Records from a data collection
•••

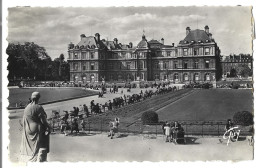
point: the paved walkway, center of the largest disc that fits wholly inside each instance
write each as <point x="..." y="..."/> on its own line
<point x="98" y="147"/>
<point x="68" y="105"/>
<point x="127" y="147"/>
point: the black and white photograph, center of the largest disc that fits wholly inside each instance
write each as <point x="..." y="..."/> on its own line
<point x="146" y="83"/>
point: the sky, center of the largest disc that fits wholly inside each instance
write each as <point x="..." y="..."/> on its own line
<point x="55" y="28"/>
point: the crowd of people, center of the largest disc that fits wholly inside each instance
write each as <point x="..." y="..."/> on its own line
<point x="173" y="132"/>
<point x="36" y="129"/>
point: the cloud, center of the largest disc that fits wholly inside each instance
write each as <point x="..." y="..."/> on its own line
<point x="54" y="28"/>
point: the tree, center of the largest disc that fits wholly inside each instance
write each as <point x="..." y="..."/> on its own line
<point x="233" y="73"/>
<point x="244" y="70"/>
<point x="244" y="118"/>
<point x="25" y="59"/>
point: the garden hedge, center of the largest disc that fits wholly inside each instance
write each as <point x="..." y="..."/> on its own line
<point x="149" y="117"/>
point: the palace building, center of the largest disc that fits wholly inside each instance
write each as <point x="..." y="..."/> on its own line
<point x="195" y="59"/>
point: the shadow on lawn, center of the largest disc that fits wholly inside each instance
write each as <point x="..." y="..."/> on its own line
<point x="122" y="135"/>
<point x="191" y="141"/>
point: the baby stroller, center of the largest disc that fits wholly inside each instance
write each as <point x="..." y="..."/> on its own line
<point x="180" y="136"/>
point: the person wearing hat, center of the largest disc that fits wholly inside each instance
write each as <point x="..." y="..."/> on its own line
<point x="35" y="133"/>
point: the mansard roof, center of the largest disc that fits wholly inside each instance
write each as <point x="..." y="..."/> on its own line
<point x="196" y="36"/>
<point x="143" y="43"/>
<point x="90" y="42"/>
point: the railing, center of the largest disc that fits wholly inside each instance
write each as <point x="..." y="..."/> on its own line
<point x="198" y="128"/>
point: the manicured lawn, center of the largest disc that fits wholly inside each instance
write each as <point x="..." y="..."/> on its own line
<point x="47" y="94"/>
<point x="205" y="105"/>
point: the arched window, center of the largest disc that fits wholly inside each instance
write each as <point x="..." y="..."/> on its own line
<point x="207" y="77"/>
<point x="119" y="77"/>
<point x="186" y="77"/>
<point x="156" y="76"/>
<point x="176" y="77"/>
<point x="196" y="76"/>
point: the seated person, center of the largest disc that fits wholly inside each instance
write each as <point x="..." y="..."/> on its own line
<point x="64" y="125"/>
<point x="83" y="125"/>
<point x="167" y="132"/>
<point x="175" y="129"/>
<point x="74" y="126"/>
<point x="66" y="115"/>
<point x="229" y="125"/>
<point x="113" y="127"/>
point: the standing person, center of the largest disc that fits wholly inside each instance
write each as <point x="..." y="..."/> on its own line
<point x="92" y="105"/>
<point x="163" y="125"/>
<point x="167" y="132"/>
<point x="113" y="128"/>
<point x="110" y="105"/>
<point x="35" y="133"/>
<point x="229" y="125"/>
<point x="86" y="110"/>
<point x="29" y="101"/>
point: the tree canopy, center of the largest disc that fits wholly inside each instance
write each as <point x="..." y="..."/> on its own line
<point x="30" y="60"/>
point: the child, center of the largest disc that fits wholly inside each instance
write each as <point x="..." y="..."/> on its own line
<point x="64" y="125"/>
<point x="167" y="132"/>
<point x="74" y="126"/>
<point x="113" y="127"/>
<point x="83" y="125"/>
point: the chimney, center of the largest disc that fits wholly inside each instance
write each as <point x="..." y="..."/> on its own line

•••

▶ DESCRIPTION OF THE TASK: Without the pictures, set down every entry exactly.

▶ EXPECTED ANSWER:
point: the paved walkway, center of the largest disc that fits wholly inside each instance
write each as <point x="..." y="..."/> on its own line
<point x="98" y="147"/>
<point x="68" y="105"/>
<point x="127" y="147"/>
point: the black and white photograph, center of the largest disc that fits wholly inside each instance
write each as <point x="..." y="..."/> on its own line
<point x="146" y="83"/>
point: the sky, center of the largest disc that fits wholly inside each instance
write each as <point x="..." y="..."/> on its own line
<point x="55" y="28"/>
point: the crowd of people, center of the largest disc that fits wholly inside each instance
write each as <point x="..." y="..."/> on its own line
<point x="173" y="132"/>
<point x="36" y="129"/>
point: the cloud, center of the largest disc that fits wholly inside each instance
write each as <point x="..." y="..."/> on its own line
<point x="54" y="28"/>
point: the tree, center of the largest disc that fits wholly inside each instance
write each as <point x="..." y="..."/> on its own line
<point x="233" y="73"/>
<point x="244" y="70"/>
<point x="244" y="118"/>
<point x="25" y="59"/>
point: the garden hedge, center of the largest disc that fits wholly inside each instance
write each as <point x="..." y="..."/> on its own line
<point x="149" y="117"/>
point: the palace building, center of the largest disc that fits wholly inside each instance
write each as <point x="..." y="..."/> on its own line
<point x="195" y="59"/>
point: the shadow on lawn, center of the largest disc that fits wholly inside each instance
write each as <point x="..." y="..."/> on its own line
<point x="122" y="135"/>
<point x="191" y="141"/>
point: the baby stroller, center of the largest disc that fits wholly inside each instance
write each as <point x="..." y="..."/> on its own line
<point x="180" y="136"/>
point: the person wearing hat, center of the largest disc that fits wholly inside each instance
write each as <point x="..." y="..."/> on its own line
<point x="35" y="133"/>
point: the mansard roof, center of the largest disc that fits wholly inside each instance
write each as <point x="..." y="..."/> on its own line
<point x="196" y="36"/>
<point x="143" y="43"/>
<point x="90" y="42"/>
point: the railing, center of the largest disc that fits wholly inside each instance
write each as <point x="..." y="..."/> on its own line
<point x="198" y="128"/>
point: the manicured lawn, center of the largest disc that fits wholly inside each instance
write each as <point x="..." y="..."/> on its own line
<point x="47" y="94"/>
<point x="205" y="105"/>
point: the arched window, center of the largest disc that fits wholly inside each instance
write each as <point x="..." y="..."/> on its own line
<point x="207" y="77"/>
<point x="119" y="77"/>
<point x="186" y="77"/>
<point x="156" y="76"/>
<point x="176" y="77"/>
<point x="196" y="76"/>
point: the seated person, center of the largest disc that fits wholly inside each instance
write each as <point x="..." y="..."/> on its own line
<point x="64" y="125"/>
<point x="83" y="125"/>
<point x="167" y="132"/>
<point x="175" y="129"/>
<point x="74" y="126"/>
<point x="66" y="115"/>
<point x="229" y="125"/>
<point x="113" y="127"/>
point: the standing person, center of the largest disc that fits wholly inside each instance
write each as <point x="..." y="..."/> on its own line
<point x="92" y="105"/>
<point x="163" y="125"/>
<point x="167" y="132"/>
<point x="113" y="128"/>
<point x="110" y="105"/>
<point x="35" y="133"/>
<point x="229" y="125"/>
<point x="86" y="110"/>
<point x="29" y="101"/>
point: the tree canopy, center of the largest disc that fits wholly inside each instance
write each as <point x="..." y="..."/> on its own line
<point x="30" y="60"/>
point: the child, center of the largest disc that fits wholly inside each instance
write each as <point x="..." y="..."/> on its own line
<point x="64" y="125"/>
<point x="167" y="132"/>
<point x="74" y="126"/>
<point x="113" y="127"/>
<point x="83" y="125"/>
point: the chimney, center of the largest disc that fits wholly inside each instance
write each as <point x="..." y="..."/> on its own line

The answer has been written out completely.